=== Extract ===
§ §

MHT CET · Physics · Magnetic Effects of Current
Two identical current carrying coils with same centre are placed with their planes perpendicular to each other. If current \(I=\sqrt{2} \mathrm{~A}\) and radius of the coil is \(\mathrm{R}=1 \mathrm{~m}\), then magnetic field at centre is equal to ( \(\mu_0=\) permeability of free space)
- A \(\mu_0\)
- B \(\frac{\mu_0}{2}\)
- C \(2 \mu_0\)
- D \(\sqrt{2} \mu_0\)
Answer & Solution
Correct Answer
(A) \(\mu_0\)

§ §

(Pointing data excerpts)

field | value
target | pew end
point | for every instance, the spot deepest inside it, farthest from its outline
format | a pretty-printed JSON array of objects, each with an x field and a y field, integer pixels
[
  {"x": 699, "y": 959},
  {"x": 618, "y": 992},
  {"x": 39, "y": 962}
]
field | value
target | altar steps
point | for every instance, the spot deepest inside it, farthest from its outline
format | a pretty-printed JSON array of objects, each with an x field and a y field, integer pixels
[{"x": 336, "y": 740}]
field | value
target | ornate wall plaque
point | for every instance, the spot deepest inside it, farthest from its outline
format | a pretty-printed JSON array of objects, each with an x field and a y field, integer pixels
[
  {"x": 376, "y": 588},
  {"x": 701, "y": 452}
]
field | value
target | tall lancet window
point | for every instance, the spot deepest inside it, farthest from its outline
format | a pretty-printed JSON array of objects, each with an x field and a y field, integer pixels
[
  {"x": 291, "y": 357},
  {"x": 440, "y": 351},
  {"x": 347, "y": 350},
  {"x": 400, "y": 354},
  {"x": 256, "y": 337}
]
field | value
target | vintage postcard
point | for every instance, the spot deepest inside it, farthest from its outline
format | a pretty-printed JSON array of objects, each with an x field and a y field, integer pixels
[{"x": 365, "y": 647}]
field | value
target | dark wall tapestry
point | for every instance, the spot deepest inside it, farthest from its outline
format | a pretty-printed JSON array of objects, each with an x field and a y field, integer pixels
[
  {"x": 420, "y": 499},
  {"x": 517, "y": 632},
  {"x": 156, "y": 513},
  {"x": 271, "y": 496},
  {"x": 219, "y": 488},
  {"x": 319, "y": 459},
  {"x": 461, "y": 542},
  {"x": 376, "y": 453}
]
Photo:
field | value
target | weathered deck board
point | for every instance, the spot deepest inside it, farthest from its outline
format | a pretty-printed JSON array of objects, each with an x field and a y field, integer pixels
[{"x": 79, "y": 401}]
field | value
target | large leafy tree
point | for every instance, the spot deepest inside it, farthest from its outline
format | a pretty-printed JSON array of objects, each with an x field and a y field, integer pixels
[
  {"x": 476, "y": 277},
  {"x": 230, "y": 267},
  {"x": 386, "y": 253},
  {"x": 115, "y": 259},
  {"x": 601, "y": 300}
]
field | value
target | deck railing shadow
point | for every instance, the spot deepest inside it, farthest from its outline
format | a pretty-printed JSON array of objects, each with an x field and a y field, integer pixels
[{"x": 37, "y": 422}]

§ §

=== Task directions ===
From the coil magnetic field problem above, copy out the part that begins at the words "MHT CET · Physics" and stops after the words "C \(2 \mu_0\)".

=== Solved problem ===
MHT CET · Physics · Magnetic Effects of Current
Two identical current carrying coils with same centre are placed with their planes perpendicular to each other. If current \(I=\sqrt{2} \mathrm{~A}\) and radius of the coil is \(\mathrm{R}=1 \mathrm{~m}\), then magnetic field at centre is equal to ( \(\mu_0=\) permeability of free space)
- A \(\mu_0\)
- B \(\frac{\mu_0}{2}\)
- C \(2 \mu_0\)